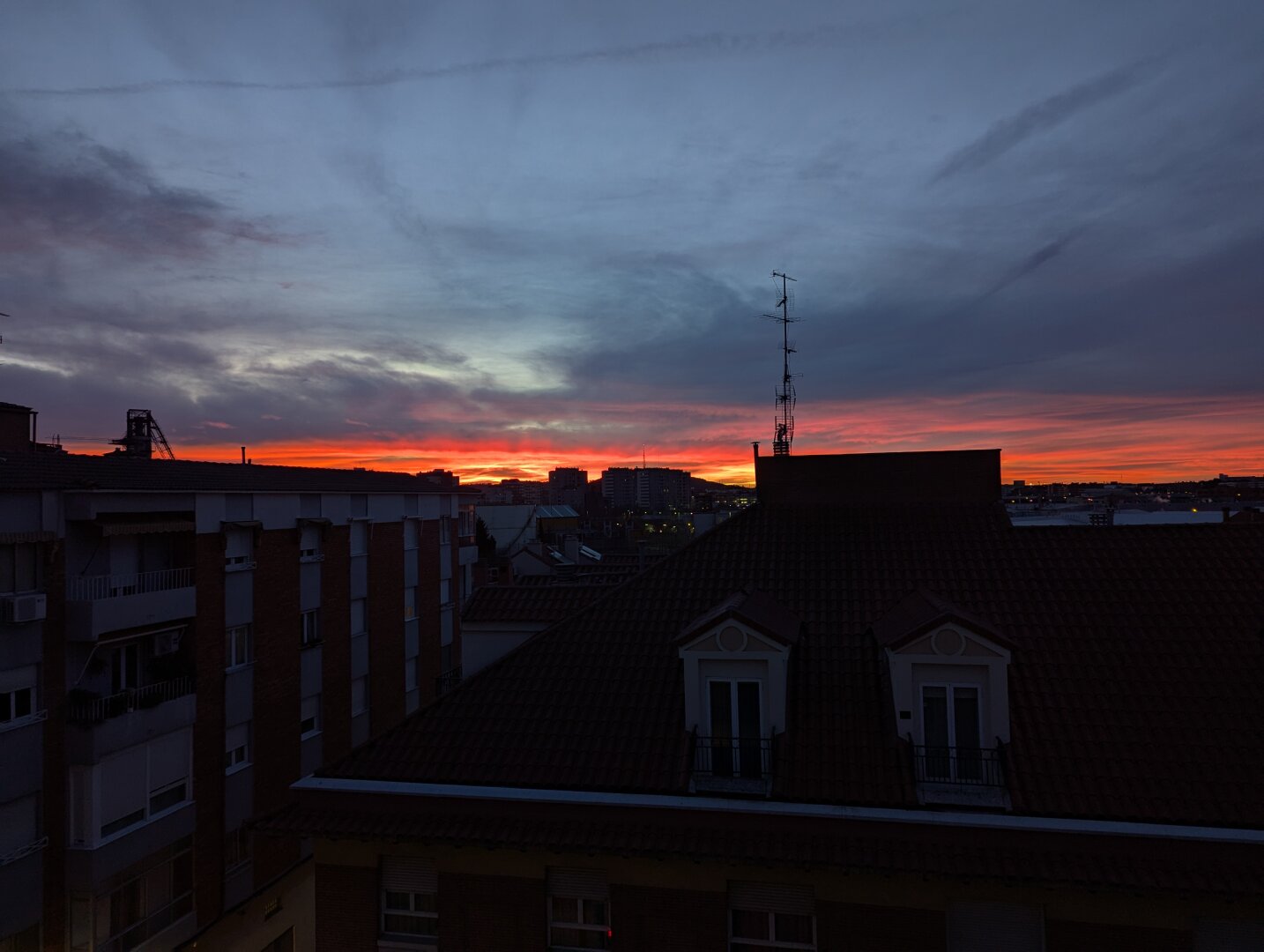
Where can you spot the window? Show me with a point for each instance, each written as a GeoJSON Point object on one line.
{"type": "Point", "coordinates": [410, 900]}
{"type": "Point", "coordinates": [238, 849]}
{"type": "Point", "coordinates": [359, 536]}
{"type": "Point", "coordinates": [309, 724]}
{"type": "Point", "coordinates": [310, 544]}
{"type": "Point", "coordinates": [310, 628]}
{"type": "Point", "coordinates": [17, 695]}
{"type": "Point", "coordinates": [951, 731]}
{"type": "Point", "coordinates": [986, 926]}
{"type": "Point", "coordinates": [238, 646]}
{"type": "Point", "coordinates": [124, 672]}
{"type": "Point", "coordinates": [579, 909]}
{"type": "Point", "coordinates": [236, 747]}
{"type": "Point", "coordinates": [19, 567]}
{"type": "Point", "coordinates": [285, 942]}
{"type": "Point", "coordinates": [763, 916]}
{"type": "Point", "coordinates": [24, 941]}
{"type": "Point", "coordinates": [147, 903]}
{"type": "Point", "coordinates": [238, 549]}
{"type": "Point", "coordinates": [737, 745]}
{"type": "Point", "coordinates": [134, 785]}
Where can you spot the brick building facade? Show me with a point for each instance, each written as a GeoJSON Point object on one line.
{"type": "Point", "coordinates": [183, 641]}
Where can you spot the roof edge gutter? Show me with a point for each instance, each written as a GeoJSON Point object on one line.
{"type": "Point", "coordinates": [769, 808]}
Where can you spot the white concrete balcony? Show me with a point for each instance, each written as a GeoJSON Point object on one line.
{"type": "Point", "coordinates": [101, 725]}
{"type": "Point", "coordinates": [100, 603]}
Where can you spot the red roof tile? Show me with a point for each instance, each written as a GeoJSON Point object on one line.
{"type": "Point", "coordinates": [1134, 689]}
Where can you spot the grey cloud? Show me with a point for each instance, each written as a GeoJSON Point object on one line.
{"type": "Point", "coordinates": [1045, 115]}
{"type": "Point", "coordinates": [64, 190]}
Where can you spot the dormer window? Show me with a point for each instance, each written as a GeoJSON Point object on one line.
{"type": "Point", "coordinates": [734, 658]}
{"type": "Point", "coordinates": [949, 684]}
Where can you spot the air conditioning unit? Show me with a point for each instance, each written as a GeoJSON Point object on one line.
{"type": "Point", "coordinates": [167, 643]}
{"type": "Point", "coordinates": [26, 608]}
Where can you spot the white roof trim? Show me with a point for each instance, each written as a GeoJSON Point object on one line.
{"type": "Point", "coordinates": [880, 814]}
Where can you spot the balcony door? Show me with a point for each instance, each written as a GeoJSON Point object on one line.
{"type": "Point", "coordinates": [736, 725]}
{"type": "Point", "coordinates": [951, 731]}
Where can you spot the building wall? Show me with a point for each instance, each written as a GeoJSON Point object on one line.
{"type": "Point", "coordinates": [268, 690]}
{"type": "Point", "coordinates": [277, 690]}
{"type": "Point", "coordinates": [492, 900]}
{"type": "Point", "coordinates": [209, 728]}
{"type": "Point", "coordinates": [386, 626]}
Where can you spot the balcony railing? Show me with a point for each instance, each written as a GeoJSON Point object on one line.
{"type": "Point", "coordinates": [23, 851]}
{"type": "Point", "coordinates": [93, 710]}
{"type": "Point", "coordinates": [966, 766]}
{"type": "Point", "coordinates": [745, 757]}
{"type": "Point", "coordinates": [93, 588]}
{"type": "Point", "coordinates": [448, 681]}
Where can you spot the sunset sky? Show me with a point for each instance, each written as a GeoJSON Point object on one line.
{"type": "Point", "coordinates": [498, 238]}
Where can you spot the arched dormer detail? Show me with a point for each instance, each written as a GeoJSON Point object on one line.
{"type": "Point", "coordinates": [732, 654]}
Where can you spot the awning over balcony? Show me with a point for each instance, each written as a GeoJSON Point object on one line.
{"type": "Point", "coordinates": [127, 524]}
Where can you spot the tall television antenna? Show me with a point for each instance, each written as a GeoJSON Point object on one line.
{"type": "Point", "coordinates": [783, 434]}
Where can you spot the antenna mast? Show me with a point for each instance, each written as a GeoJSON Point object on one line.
{"type": "Point", "coordinates": [786, 398]}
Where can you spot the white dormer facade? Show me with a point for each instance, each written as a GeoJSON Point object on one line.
{"type": "Point", "coordinates": [736, 660]}
{"type": "Point", "coordinates": [949, 687]}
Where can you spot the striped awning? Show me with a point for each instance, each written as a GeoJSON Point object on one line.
{"type": "Point", "coordinates": [145, 524]}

———

All records should be output exactly, with the pictures left out.

Where can you spot the window? Show me with a point for each instance, each written as a GeoJSON Point object on one line.
{"type": "Point", "coordinates": [410, 900]}
{"type": "Point", "coordinates": [238, 849]}
{"type": "Point", "coordinates": [359, 536]}
{"type": "Point", "coordinates": [309, 724]}
{"type": "Point", "coordinates": [310, 544]}
{"type": "Point", "coordinates": [310, 628]}
{"type": "Point", "coordinates": [17, 695]}
{"type": "Point", "coordinates": [951, 731]}
{"type": "Point", "coordinates": [986, 926]}
{"type": "Point", "coordinates": [238, 646]}
{"type": "Point", "coordinates": [124, 672]}
{"type": "Point", "coordinates": [579, 909]}
{"type": "Point", "coordinates": [236, 747]}
{"type": "Point", "coordinates": [19, 567]}
{"type": "Point", "coordinates": [285, 942]}
{"type": "Point", "coordinates": [763, 916]}
{"type": "Point", "coordinates": [24, 941]}
{"type": "Point", "coordinates": [147, 903]}
{"type": "Point", "coordinates": [238, 549]}
{"type": "Point", "coordinates": [737, 745]}
{"type": "Point", "coordinates": [134, 785]}
Where can you spot the brick building facade? Show me with a point for each instance, each written as a GeoJSON Point object on one line.
{"type": "Point", "coordinates": [183, 641]}
Where can you spot the roof edge gutter? Show me with a point for each instance, each written as a GeoJSON Point object on one line.
{"type": "Point", "coordinates": [769, 808]}
Where can you spot the white concrete balcony? Show me with a point for each instance, each written as a GeoJSON Point object on one line.
{"type": "Point", "coordinates": [101, 725]}
{"type": "Point", "coordinates": [100, 603]}
Where can you spot the red roof tile? Show me with a point for each instance, each written as a GeoJSON Point object on one line.
{"type": "Point", "coordinates": [1134, 689]}
Where can you spot the grey cloud? Show me with a point for each instance, each written as a GeoJSON Point object on one line.
{"type": "Point", "coordinates": [1045, 115]}
{"type": "Point", "coordinates": [64, 190]}
Where can you spot the dormer window? Show me with a point for each instance, each written as a GeoJSON Point object on one line.
{"type": "Point", "coordinates": [734, 658]}
{"type": "Point", "coordinates": [949, 684]}
Where can you spot the air conditioning unit? Show me with a point for each instance, each written as a GeoJSON Point object on one line.
{"type": "Point", "coordinates": [167, 643]}
{"type": "Point", "coordinates": [26, 608]}
Where can you spot the white roof trim? Show me with a point for each instance, each written as a GeoJSON Point object on one line.
{"type": "Point", "coordinates": [880, 814]}
Where can you spot the balcony door? Show me with a point for each instance, each written as a GeoJSON Point object on one line.
{"type": "Point", "coordinates": [736, 725]}
{"type": "Point", "coordinates": [951, 731]}
Where can you spot the building wall? Show me with a point for each instance, each written as a GeoJSON Point object on one line.
{"type": "Point", "coordinates": [268, 690]}
{"type": "Point", "coordinates": [277, 690]}
{"type": "Point", "coordinates": [492, 900]}
{"type": "Point", "coordinates": [209, 728]}
{"type": "Point", "coordinates": [386, 626]}
Where can you spot the balcony railing? Show me with a point for each instance, each written as a GeoJSON Point object on one line.
{"type": "Point", "coordinates": [23, 851]}
{"type": "Point", "coordinates": [93, 710]}
{"type": "Point", "coordinates": [966, 766]}
{"type": "Point", "coordinates": [745, 757]}
{"type": "Point", "coordinates": [93, 588]}
{"type": "Point", "coordinates": [448, 681]}
Where can you spot the sunset sky? Show me with a point for each instance, each written as a GeoJSON Point object on one line.
{"type": "Point", "coordinates": [498, 238]}
Where can you spot the arched dormer detail? Show me with a point for each instance, each written as a GeoJSON Point object on one line.
{"type": "Point", "coordinates": [732, 654]}
Where can you spot the awning over balcony? Show me with a point for each instance, each written as a GeoJSON Point object on one line.
{"type": "Point", "coordinates": [127, 524]}
Where can you spot the tall television antenna? Show me with a point for each instance, each written as a GeoJSON Point object on one line.
{"type": "Point", "coordinates": [783, 434]}
Where can you spot the antenna mast? Show me with a point for each instance, each written as a GeoJSON Point object on one line.
{"type": "Point", "coordinates": [786, 398]}
Where can you spot the white dormer facade? Show me with a point for each instance, each written as a GeoJSON Point object on one line.
{"type": "Point", "coordinates": [736, 660]}
{"type": "Point", "coordinates": [949, 687]}
Where can you spot the striped awning? Show me with a point for each instance, each written as a GeoJSON Point object on one line.
{"type": "Point", "coordinates": [145, 524]}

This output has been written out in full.